__Raw data__:
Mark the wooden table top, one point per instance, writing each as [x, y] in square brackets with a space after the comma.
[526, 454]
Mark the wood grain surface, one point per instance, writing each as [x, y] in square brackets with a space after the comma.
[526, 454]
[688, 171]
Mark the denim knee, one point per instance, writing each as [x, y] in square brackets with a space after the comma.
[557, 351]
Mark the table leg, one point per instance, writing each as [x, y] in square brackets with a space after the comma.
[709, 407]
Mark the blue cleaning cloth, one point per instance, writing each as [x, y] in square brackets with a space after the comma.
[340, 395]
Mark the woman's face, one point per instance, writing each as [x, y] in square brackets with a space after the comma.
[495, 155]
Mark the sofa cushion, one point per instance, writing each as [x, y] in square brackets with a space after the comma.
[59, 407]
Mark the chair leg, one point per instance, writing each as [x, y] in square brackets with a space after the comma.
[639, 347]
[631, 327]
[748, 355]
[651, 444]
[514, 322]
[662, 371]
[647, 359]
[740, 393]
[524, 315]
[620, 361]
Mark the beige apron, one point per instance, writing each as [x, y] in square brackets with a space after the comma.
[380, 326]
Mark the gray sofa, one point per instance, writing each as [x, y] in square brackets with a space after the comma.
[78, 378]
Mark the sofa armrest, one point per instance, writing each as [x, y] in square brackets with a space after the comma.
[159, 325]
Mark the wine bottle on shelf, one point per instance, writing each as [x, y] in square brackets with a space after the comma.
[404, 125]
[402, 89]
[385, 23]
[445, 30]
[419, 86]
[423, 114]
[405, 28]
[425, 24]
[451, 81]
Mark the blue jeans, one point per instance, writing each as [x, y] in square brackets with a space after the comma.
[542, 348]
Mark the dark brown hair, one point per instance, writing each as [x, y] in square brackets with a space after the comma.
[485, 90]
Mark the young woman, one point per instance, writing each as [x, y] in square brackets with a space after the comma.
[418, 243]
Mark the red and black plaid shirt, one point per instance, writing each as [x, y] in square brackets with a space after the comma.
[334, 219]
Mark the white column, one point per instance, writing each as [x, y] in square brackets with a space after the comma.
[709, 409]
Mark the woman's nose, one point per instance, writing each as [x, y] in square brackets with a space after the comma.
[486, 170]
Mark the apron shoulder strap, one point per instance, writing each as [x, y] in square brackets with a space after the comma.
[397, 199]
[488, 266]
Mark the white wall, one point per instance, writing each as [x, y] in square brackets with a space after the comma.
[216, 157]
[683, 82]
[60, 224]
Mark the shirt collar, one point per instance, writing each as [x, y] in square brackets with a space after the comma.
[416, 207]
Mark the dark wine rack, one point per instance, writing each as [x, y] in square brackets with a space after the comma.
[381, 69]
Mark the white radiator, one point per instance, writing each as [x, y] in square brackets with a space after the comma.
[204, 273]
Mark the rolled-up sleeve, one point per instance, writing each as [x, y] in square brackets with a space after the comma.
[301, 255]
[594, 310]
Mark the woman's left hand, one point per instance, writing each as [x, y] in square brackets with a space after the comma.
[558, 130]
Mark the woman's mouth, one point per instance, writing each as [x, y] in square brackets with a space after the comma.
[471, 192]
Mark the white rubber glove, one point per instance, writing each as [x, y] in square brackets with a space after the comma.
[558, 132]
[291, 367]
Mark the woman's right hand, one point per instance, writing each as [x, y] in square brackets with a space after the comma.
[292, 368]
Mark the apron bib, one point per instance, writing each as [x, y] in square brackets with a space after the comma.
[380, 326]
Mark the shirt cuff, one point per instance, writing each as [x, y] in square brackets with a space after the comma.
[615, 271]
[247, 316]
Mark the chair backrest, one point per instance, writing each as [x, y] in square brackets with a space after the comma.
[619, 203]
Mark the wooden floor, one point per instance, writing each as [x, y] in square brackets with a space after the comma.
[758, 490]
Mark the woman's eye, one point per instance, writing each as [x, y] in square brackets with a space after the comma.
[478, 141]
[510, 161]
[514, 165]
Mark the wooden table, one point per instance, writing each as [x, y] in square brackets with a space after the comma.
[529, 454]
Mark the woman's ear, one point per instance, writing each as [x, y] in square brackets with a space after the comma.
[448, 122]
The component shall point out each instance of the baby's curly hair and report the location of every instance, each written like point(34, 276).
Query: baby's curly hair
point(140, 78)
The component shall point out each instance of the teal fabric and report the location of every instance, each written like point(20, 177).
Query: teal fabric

__The task__: Lines from the records above that hold "fabric" are the ones to list.

__Solution below__:
The component shall point out each instance of the teal fabric and report the location of every instance, each written like point(20, 177).
Query: teal fabric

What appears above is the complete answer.